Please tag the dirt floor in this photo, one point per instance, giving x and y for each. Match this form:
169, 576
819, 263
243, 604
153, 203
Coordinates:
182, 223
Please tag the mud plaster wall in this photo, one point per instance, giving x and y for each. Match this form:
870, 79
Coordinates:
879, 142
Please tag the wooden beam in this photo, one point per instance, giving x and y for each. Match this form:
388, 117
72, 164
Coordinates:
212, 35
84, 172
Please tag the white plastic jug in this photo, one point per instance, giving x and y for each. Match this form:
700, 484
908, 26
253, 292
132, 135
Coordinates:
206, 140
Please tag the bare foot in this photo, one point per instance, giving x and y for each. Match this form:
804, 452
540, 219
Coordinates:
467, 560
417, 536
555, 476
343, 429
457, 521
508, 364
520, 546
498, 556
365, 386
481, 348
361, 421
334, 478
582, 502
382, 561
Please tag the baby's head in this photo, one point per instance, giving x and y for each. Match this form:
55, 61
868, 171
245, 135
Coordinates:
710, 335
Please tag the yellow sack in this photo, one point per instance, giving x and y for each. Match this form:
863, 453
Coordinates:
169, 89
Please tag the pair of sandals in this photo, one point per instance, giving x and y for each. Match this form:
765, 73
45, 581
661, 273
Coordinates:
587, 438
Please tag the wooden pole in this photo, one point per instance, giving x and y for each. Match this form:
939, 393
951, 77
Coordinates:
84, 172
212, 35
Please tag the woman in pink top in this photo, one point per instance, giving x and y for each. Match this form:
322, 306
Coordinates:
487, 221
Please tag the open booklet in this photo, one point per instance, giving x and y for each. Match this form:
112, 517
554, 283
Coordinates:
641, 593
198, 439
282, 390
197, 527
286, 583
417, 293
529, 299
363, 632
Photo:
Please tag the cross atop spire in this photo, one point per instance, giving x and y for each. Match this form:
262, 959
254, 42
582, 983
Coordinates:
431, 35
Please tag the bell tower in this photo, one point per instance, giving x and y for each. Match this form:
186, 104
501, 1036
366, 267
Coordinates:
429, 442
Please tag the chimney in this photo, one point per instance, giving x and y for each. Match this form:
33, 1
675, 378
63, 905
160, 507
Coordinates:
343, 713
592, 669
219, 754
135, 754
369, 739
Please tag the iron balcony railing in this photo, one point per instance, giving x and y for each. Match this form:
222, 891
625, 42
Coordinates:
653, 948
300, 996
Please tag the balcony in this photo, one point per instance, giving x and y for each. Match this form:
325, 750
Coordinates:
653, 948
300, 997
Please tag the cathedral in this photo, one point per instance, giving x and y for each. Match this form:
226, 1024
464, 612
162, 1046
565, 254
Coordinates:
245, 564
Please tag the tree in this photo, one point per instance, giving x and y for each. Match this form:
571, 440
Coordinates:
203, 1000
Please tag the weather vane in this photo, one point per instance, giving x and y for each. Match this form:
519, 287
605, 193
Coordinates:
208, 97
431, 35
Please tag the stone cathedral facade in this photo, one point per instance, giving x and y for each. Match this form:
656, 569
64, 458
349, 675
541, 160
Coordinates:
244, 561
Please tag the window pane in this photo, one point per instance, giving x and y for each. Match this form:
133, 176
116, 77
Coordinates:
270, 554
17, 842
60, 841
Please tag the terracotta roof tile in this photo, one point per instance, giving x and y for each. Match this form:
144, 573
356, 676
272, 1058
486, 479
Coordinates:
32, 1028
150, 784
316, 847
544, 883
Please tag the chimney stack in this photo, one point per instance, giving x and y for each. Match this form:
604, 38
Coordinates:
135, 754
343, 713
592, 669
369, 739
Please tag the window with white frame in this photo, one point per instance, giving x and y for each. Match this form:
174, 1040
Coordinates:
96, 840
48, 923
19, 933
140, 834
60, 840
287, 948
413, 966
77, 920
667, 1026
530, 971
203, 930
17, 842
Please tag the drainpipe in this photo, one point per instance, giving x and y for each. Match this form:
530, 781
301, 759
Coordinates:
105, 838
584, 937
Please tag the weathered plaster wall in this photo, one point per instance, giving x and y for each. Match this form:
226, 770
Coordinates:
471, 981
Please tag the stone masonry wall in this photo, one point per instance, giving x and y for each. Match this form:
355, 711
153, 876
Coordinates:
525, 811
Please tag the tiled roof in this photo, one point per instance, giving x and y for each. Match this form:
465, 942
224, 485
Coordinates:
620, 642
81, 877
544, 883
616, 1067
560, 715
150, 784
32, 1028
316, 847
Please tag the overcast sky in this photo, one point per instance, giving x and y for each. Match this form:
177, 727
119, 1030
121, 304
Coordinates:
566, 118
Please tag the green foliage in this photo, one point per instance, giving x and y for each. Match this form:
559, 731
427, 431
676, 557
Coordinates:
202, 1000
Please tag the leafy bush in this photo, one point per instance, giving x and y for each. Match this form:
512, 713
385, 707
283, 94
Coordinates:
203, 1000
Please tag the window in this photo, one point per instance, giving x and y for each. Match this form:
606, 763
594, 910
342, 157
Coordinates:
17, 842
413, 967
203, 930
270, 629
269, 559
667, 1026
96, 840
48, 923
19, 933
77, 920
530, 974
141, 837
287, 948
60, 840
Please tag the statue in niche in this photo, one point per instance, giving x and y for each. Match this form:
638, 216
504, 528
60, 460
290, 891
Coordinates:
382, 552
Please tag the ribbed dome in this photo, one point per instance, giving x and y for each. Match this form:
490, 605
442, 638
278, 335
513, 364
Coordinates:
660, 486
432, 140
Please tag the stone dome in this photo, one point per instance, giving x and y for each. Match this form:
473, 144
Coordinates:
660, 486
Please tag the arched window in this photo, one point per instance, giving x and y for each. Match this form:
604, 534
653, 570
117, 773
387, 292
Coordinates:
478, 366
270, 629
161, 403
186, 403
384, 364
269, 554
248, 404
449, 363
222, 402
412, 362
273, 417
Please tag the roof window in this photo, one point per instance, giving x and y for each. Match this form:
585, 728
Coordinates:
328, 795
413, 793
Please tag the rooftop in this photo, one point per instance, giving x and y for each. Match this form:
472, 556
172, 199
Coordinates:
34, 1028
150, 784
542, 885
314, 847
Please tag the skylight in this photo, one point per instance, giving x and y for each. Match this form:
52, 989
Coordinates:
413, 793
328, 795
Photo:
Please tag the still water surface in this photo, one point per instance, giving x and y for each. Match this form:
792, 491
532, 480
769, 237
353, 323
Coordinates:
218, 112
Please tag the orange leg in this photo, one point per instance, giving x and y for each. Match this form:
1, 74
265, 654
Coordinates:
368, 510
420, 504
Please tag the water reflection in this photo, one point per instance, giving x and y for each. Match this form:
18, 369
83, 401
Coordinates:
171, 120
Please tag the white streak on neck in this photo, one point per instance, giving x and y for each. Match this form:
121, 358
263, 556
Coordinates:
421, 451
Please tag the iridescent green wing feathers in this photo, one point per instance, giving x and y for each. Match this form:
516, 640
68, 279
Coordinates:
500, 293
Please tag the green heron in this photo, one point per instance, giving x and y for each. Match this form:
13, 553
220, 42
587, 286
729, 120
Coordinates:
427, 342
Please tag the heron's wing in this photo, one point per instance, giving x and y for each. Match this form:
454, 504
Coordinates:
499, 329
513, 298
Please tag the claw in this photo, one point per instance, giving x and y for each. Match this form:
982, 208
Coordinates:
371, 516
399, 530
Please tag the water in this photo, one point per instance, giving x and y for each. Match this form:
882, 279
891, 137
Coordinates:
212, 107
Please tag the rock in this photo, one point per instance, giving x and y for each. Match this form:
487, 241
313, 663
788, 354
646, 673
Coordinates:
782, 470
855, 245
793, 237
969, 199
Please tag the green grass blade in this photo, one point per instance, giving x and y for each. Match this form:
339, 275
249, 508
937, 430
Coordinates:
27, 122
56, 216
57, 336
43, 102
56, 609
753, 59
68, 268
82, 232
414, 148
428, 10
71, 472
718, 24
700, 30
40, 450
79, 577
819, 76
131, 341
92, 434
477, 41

**Required task**.
Find the line that contains "Please tag the heron's" in the listing above. Retype it and every line after it up to the last, exactly, and nothing else.

**Finished exercise**.
Please tag the heron's wing in this photo, one point per instance, giving x and y for each. Match this form:
454, 504
Coordinates:
499, 329
513, 298
Please tag the claw in this photo, one point per instance, giving x and y for each. Match this form:
982, 208
Coordinates:
371, 516
399, 530
Please tag the water in this photo, one point per instance, giving x and y for each. Match this form:
882, 279
891, 137
Coordinates:
212, 107
Please tag the rock in this photo, one point per instance, giving x and y for each. Match this form:
487, 241
313, 663
788, 354
646, 673
Coordinates:
782, 470
855, 245
793, 237
969, 199
Please tag the green grass blade in this photo, one point per instance, giving x and y for each. Match this form:
339, 275
249, 508
937, 430
Coordinates:
27, 122
56, 216
57, 336
43, 102
56, 609
753, 59
68, 268
82, 232
414, 148
428, 10
71, 472
718, 24
700, 30
40, 450
79, 577
819, 76
131, 341
92, 434
477, 41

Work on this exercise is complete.